(Named object pointing entries)
◇ ◇ ◇ ◇
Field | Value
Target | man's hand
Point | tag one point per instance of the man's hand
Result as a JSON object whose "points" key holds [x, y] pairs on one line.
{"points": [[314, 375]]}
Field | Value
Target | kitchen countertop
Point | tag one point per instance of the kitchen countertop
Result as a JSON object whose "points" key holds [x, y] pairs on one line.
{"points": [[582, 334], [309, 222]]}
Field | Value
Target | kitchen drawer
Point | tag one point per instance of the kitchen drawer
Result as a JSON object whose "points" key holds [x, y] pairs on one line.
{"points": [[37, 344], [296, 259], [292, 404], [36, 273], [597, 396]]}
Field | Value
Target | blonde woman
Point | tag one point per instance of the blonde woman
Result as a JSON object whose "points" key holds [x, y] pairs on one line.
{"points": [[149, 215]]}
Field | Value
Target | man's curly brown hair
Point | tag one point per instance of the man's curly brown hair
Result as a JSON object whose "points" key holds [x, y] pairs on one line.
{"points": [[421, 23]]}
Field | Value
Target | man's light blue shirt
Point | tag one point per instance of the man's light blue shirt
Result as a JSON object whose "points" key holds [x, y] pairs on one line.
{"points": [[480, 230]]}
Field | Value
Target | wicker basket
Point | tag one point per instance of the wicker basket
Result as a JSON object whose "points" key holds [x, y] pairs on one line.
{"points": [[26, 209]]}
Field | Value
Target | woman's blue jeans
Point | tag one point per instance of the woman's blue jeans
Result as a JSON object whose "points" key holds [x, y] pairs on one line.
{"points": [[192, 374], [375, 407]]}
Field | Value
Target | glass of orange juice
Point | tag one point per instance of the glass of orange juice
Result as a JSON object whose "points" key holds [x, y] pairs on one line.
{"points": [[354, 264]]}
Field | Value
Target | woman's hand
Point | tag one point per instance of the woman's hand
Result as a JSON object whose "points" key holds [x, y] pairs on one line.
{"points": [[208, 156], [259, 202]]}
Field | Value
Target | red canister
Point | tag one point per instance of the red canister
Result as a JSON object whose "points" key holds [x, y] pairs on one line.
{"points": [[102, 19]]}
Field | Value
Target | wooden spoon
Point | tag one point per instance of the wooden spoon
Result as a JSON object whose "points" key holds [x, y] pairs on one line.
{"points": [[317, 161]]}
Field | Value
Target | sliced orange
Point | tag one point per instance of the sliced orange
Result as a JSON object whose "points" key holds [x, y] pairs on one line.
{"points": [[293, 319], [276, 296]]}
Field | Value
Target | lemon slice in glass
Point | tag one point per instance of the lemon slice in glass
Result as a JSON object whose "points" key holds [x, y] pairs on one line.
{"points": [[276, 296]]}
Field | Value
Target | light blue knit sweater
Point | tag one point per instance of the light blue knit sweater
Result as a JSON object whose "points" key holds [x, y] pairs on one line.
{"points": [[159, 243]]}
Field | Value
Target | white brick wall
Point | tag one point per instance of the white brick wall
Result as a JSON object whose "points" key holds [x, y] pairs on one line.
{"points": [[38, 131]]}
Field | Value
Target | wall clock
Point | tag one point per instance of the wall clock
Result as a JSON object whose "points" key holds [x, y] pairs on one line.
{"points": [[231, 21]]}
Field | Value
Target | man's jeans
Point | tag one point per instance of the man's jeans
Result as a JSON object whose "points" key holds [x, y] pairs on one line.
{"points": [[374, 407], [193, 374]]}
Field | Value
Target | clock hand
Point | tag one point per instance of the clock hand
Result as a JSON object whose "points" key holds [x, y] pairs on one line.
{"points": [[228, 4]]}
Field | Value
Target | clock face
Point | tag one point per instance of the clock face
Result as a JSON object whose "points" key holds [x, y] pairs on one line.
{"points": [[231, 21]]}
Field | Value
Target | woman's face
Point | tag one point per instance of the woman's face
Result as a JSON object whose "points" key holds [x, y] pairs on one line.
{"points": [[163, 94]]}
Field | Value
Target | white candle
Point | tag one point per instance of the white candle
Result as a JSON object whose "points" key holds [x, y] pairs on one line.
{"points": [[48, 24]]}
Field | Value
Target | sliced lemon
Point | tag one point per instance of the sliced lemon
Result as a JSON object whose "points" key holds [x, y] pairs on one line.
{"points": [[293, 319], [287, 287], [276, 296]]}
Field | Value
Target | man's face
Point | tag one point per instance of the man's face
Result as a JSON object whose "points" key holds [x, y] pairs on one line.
◇ ◇ ◇ ◇
▸ **Goal**
Copy every line of the material, please, keeping it exactly the same.

▸ **Task response**
Field | Value
Target | man's hand
Point | tag one point per instance of the man's hand
Result as a JSON object whose "points" key holds [x, y] pairs on one line.
{"points": [[314, 375]]}
Field | Value
Target | kitchen countertop
Point | tag one point per instance of the kitchen countertop
Result as a JSON object whose "points" key holds [x, y] pairs on one line.
{"points": [[582, 334], [309, 222]]}
Field | Value
Target | kitchen drawer
Point | tag one point per instance of the kitchen drawer
Result as a JSON object whose "points" key holds [x, y] pairs on one line.
{"points": [[37, 344], [296, 259], [292, 404], [36, 273], [597, 396]]}
Field | Value
Target | blonde woman
Point | tag one point per instance of the blonde woman
Result as a JSON object whose "points" key holds [x, y] pairs on one line.
{"points": [[149, 215]]}
Field | Value
Target | man's curly brown hair
Point | tag one point per instance of the man's curly brown hair
Result as a JSON object whose "points" key holds [x, y] pairs on one line.
{"points": [[421, 23]]}
Field | Value
Target | man's light blue shirt
Point | tag one point per instance of the man's light blue shirt
Result as a JSON object whose "points" key holds [x, y] pairs on one line.
{"points": [[480, 230]]}
Field | Value
Target | wicker basket
Point | tag one point per instance of the wicker basket
Result as a JSON object whose "points" key holds [x, y] pairs on one line.
{"points": [[26, 209]]}
Field | Value
Target | woman's blue jeans
Point | tag one point per instance of the woman's blue jeans
Result as a JSON object whose "points" key holds [x, y] pairs on one line.
{"points": [[192, 374], [375, 407]]}
Field | Value
Target | glass of orange juice
Point | tag one point per instance of the glass of orange juice
Result as a JSON object whose "points" key holds [x, y] pairs on one line.
{"points": [[354, 264]]}
Field | Value
Target | woman's hand
Point | tag one point per instance of the woman's hand
Result as a JSON object whose "points" key holds [x, y] pairs on one line.
{"points": [[208, 156], [259, 202]]}
Field | Value
Target | red canister
Point | tag one point per instance of the red canister
Result as a JSON object whose "points" key holds [x, y] pairs on one line.
{"points": [[102, 19]]}
Field | Value
Target | wooden spoon
Point | tag one point per instance of the wooden spoon
Result as a JSON object whose "points" key holds [x, y] pairs on one line.
{"points": [[317, 161]]}
Field | Value
Target | sliced orange
Point | tag one point per instance of the sliced orange
Result as a JSON object whose "points" key holds [x, y] pairs on one line.
{"points": [[293, 319], [276, 296]]}
Field | Value
Target | lemon slice in glass
Point | tag one point per instance of the lemon slice in glass
Result as a JSON object whose "points" key holds [x, y] pairs on one line.
{"points": [[276, 296]]}
Field | Value
Target | light blue knit sweater
Point | tag one point per instance of the light blue knit sweater
Result as a JSON object whose "points" key holds [x, y] pairs on one line.
{"points": [[159, 243]]}
Field | Value
Target | white brick wall
Point | tag one point per instance of the white brick wall
Result as a JSON object whose "points" key holds [x, y] pairs on one line.
{"points": [[38, 131]]}
Field | Value
Target | wall clock
Point | tag one point per instance of the wall clock
Result as a JSON object whose "points" key holds [x, y] pairs on one line.
{"points": [[231, 21]]}
Field | Value
Target | man's jeans
Point | tag one point per instance of the man's jeans
Result as a JSON object whose "points" key holds [x, y] pairs on one line.
{"points": [[374, 407], [193, 374]]}
Field | Value
Target | clock hand
Point | tag one point per instance of the clock hand
Result as a JSON object whose "points" key holds [x, y] pairs on one line.
{"points": [[228, 4]]}
Field | Value
Target | clock face
Point | tag one point per instance of the clock face
Result as a JSON object whose "points" key holds [x, y] pairs on one line.
{"points": [[231, 21]]}
Field | Value
Target | woman's face
Point | tag one point per instance of the woman's face
Result as a JSON object whose "points" key holds [x, y] pairs on one line.
{"points": [[163, 94]]}
Field | Value
Target | white candle
Point | tag one point per instance of the white candle
Result as a JSON object whose "points" key holds [x, y] pairs on one line.
{"points": [[48, 24]]}
Field | Value
Target | sliced lemon
Point | tag one point per instance of the sliced lemon
Result as a JSON object whose "points" key holds [x, y] pairs on one line.
{"points": [[293, 319], [287, 287], [276, 296]]}
Field | Value
Target | man's face
Point | tag one point per instance of the man's face
Result as a JSON object whose "points" key holds [x, y] pairs on one line.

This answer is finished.